• **WHAT YOU HAVE TO DO**: Of the lines in the data below, write out exactly those from the one holding "[(37, 108), (160, 175), (248, 94), (1, 143)]" through the one holding "Indicate the sequin", both included.

Saved entries
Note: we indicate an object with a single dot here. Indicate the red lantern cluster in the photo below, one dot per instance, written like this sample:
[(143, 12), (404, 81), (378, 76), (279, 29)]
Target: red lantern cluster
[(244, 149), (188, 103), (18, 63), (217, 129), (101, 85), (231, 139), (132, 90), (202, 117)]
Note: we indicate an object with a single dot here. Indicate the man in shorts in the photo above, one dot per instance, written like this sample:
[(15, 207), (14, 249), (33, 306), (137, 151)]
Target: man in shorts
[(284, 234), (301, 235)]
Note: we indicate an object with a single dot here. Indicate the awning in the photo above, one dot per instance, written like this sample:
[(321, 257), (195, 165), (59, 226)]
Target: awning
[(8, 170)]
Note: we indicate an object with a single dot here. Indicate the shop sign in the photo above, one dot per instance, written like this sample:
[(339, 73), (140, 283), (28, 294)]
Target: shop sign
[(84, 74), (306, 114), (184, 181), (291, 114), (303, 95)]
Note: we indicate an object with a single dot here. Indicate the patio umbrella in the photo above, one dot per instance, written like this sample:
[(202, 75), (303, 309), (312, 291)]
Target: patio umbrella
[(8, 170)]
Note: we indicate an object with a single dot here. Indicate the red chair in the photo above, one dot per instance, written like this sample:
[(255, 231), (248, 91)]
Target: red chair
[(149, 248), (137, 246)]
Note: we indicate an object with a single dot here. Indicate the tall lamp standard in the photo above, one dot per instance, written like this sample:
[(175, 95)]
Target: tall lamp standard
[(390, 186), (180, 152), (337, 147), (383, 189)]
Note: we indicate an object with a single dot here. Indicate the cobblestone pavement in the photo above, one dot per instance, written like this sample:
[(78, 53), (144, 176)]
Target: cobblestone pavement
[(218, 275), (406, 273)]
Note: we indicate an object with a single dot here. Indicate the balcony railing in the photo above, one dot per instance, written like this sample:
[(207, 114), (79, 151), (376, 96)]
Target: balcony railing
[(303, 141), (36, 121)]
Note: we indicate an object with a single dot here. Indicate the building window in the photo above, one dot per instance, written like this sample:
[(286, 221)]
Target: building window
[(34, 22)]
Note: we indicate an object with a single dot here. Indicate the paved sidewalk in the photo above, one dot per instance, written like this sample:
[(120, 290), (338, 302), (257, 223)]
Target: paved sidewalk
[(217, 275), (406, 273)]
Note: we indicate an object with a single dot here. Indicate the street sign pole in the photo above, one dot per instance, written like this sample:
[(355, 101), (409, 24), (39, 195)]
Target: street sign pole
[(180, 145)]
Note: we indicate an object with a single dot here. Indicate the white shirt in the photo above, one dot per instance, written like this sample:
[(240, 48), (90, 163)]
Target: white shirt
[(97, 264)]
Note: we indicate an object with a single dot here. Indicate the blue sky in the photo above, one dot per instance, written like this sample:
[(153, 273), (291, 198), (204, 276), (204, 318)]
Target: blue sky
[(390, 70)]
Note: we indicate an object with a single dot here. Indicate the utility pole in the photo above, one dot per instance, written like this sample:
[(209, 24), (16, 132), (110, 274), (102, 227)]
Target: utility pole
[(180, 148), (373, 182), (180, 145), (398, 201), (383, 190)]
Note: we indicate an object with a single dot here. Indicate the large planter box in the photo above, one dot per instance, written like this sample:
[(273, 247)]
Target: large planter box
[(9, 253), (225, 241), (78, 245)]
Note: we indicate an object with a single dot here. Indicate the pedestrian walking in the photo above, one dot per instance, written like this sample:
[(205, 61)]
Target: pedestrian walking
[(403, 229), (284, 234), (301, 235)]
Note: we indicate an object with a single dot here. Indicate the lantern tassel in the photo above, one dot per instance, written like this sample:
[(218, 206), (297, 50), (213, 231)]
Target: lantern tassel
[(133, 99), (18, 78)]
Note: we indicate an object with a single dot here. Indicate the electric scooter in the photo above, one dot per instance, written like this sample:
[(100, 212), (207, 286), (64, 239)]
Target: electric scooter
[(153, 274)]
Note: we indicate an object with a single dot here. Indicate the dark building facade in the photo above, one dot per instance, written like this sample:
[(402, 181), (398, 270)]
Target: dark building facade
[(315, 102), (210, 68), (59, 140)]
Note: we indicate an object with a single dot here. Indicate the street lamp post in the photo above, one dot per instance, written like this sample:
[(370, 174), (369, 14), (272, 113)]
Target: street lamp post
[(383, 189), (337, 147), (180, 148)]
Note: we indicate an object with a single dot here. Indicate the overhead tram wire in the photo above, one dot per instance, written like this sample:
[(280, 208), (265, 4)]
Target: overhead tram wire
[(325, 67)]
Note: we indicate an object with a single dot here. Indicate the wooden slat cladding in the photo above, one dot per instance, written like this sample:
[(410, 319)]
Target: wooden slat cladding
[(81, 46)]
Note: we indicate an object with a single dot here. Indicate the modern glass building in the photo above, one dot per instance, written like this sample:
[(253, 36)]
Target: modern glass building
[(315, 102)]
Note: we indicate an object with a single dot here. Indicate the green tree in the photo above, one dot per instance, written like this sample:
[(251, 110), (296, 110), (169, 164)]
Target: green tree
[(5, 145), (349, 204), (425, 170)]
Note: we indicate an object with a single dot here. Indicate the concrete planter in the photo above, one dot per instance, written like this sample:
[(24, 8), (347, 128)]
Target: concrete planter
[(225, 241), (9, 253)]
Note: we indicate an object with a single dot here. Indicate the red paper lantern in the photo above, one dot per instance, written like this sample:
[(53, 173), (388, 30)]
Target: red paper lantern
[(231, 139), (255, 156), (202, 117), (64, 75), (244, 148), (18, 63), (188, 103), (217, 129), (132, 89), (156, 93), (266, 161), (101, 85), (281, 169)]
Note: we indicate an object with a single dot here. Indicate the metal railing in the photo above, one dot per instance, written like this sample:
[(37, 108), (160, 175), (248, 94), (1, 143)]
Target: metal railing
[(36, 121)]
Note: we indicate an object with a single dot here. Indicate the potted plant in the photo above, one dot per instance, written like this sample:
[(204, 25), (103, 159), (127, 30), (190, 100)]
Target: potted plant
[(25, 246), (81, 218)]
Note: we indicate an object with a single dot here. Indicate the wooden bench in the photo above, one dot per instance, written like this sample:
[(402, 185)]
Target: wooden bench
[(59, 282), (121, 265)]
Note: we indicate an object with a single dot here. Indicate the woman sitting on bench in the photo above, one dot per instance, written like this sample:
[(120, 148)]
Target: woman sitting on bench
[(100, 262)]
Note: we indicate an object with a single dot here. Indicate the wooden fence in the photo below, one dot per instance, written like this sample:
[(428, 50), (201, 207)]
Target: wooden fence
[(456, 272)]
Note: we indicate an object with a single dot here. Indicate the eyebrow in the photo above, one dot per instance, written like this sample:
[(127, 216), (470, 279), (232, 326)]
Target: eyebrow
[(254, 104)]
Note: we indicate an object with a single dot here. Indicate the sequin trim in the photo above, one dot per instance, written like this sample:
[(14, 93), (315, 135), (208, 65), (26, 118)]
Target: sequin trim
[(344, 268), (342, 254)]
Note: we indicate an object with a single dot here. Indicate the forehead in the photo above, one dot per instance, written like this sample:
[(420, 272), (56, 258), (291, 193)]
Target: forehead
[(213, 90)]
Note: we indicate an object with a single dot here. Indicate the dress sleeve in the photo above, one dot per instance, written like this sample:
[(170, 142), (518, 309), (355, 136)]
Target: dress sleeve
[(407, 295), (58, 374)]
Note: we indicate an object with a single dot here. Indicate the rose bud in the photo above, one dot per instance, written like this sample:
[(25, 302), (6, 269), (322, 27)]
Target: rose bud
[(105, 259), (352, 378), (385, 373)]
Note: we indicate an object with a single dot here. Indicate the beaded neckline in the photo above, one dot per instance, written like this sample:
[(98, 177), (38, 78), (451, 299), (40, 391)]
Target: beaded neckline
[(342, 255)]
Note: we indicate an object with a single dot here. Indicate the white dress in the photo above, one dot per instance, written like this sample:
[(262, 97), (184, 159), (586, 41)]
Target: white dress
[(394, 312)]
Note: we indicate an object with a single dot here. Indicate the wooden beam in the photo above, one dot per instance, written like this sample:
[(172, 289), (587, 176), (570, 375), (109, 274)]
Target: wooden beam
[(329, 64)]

• **FINISHED TASK**:
[(37, 108), (160, 175), (248, 94), (1, 143)]
Target: metal railing
[(36, 121)]
Note: we indicate an object with a single dot here. Indicate the potted plant in the photo above, one dot per instance, written like this sample:
[(204, 25), (103, 159), (127, 30), (190, 100)]
Target: potted plant
[(25, 246), (81, 218)]
Note: we indicate an object with a single dot here. Indicate the wooden bench in the photo above, one dot per instance, written like this sample:
[(402, 185)]
Target: wooden bench
[(59, 282), (121, 265)]
Note: we indicate an object with a single dot here. Indicate the woman sitting on bench in the photo above, one dot per instance, written like this sample:
[(120, 148)]
Target: woman sitting on bench
[(100, 262)]
Note: we indicate an object with a single dot here. Indicate the wooden fence in the photo below, one dot per instance, written like this sample:
[(428, 50), (201, 207)]
Target: wooden fence
[(456, 272)]
Note: we indicate an object with a single dot here. Indicate the eyebrow in the photo above, one dot per instance, written like this sample:
[(127, 216), (470, 279), (232, 326)]
Target: eyebrow
[(254, 104)]
Note: we indicate an object with a single dot here. Indicate the sequin trim in the photo above, one dot per instance, written like this sample:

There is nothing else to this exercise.